ACTIONS TO TAKE:
A: In the comment thread about A/C compressors, how long was Wally Wallace's truck parked before the A/C problem appeared?
B: Reproduce the part of the comment thread about A/C compressors starting at "Yes you should" and ending at "dryer filter also.".

PASSAGE FOR REVIEW:
* * * * *


  • maek witt says:

    a/c just quit i can see clutch is not engaging. could it be the ralay? how do i test it? 2001 honda crv

  • K landrum says:

    2004 Mitsubishi spyder.trying to locate or learn the location of low pressure sensor for jumper to get pump to engage for 134 pressure check.or do I just hit 12vdc to blackw/striped wire on compressor

  • Josh says:

    2005 lincon town car compressor kicks on and off had shop run dye through it said the compressor leaks were the pull is should I be good to replace it put the same amount of oil in the new one then recharge the system

    • Martin Hand Martin Hand says:

      Yes you should be fine, best to put it under vacuum before charging. Also flush out the ac lines if any contamination from the failed a/c compressor. Warranty for the new a/c compressor usually requires you to replace the reciever dryer filter also.

  • Wally Wallace says:

    Will a faulty A/C clutch cause it to not lock & turn the compressor? The A/C worked fine before the truck was parked for about 5 months. I checked the pulley without the belt & it spins free & noiseless. I put a socket on the center of the compressor & the compressor spins free. When I turn the A/C on, I can see that the clutch is turning the compressor intermittently & it appears that the belt is sliding on the pulley. Is this going to be the clutch? It’s on a 2006 Dodge Ram 1500 4.7.

  • MIKE RAYBURN says:

    Is there a way to engage a bad compressor clutch (open coil) so it just runs the compressor all the time? we run it almost all the time anyway in Texas and if I could do that then I guess I wouldn’t need to take it apart to replace the coil. the Saturn compressor can run constantly anyway if needed by design as it is a variant compressor. Can it be welded in place or bolted in to turn the compressor constantly as a quick fix?
* * * * *
EXTRACTED MATERIAL:
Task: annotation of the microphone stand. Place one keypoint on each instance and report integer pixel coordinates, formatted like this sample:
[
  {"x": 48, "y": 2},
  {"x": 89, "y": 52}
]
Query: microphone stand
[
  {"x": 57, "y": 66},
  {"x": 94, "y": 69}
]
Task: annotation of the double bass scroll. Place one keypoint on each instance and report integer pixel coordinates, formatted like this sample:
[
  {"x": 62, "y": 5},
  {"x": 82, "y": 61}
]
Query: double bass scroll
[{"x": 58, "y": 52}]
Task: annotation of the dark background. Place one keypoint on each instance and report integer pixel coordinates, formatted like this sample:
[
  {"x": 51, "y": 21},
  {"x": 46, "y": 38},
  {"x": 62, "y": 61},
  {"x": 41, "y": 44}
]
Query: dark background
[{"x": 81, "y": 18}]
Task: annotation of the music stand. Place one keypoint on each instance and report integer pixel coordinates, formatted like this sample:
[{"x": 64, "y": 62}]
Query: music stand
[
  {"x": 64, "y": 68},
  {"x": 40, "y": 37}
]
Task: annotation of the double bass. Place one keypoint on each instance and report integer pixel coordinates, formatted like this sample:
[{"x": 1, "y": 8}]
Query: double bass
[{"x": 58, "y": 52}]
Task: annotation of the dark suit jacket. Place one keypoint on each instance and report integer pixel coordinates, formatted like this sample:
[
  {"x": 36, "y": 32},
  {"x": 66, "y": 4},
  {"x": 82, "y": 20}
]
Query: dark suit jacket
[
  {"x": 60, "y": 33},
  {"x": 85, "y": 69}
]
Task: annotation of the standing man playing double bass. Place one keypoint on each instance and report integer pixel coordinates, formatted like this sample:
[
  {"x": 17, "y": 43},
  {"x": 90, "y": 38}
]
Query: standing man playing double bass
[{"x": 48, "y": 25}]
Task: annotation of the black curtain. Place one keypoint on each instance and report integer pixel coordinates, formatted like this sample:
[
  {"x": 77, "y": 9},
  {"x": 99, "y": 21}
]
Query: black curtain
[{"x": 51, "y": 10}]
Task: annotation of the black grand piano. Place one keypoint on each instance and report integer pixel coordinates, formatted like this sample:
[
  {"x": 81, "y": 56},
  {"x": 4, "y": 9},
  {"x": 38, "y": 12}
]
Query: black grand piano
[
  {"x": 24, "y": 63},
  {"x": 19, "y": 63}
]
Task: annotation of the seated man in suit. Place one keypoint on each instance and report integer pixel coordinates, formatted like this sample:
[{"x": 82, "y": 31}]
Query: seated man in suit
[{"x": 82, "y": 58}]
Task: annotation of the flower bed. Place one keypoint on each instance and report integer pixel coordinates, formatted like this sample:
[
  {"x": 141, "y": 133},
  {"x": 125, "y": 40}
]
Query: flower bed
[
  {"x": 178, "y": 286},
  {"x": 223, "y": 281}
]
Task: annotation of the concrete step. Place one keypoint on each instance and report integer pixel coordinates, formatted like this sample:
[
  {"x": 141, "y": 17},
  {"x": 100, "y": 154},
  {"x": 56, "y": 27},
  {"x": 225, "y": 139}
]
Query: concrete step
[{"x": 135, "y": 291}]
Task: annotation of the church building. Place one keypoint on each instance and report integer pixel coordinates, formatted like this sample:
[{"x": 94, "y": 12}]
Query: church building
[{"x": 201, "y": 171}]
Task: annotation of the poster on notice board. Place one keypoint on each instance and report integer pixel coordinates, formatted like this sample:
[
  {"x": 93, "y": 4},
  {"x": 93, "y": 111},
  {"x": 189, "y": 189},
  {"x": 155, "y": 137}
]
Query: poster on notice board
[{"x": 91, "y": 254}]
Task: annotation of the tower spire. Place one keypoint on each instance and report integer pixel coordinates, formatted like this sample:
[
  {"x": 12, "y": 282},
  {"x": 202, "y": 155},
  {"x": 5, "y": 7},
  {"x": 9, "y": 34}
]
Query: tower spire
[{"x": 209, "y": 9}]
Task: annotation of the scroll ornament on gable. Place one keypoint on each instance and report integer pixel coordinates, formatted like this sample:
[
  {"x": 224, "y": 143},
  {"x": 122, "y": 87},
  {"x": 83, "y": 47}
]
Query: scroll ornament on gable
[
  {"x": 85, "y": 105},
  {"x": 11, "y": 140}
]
* * * * *
RESULTS BY TASK:
A: About 5 months.

B:
Yes you should be fine, best to put it under vacuum before charging. Also flush out the ac lines if any contamination from the failed a/c compressor. Warranty for the new a/c compressor usually requires you to replace the reciever dryer filter also.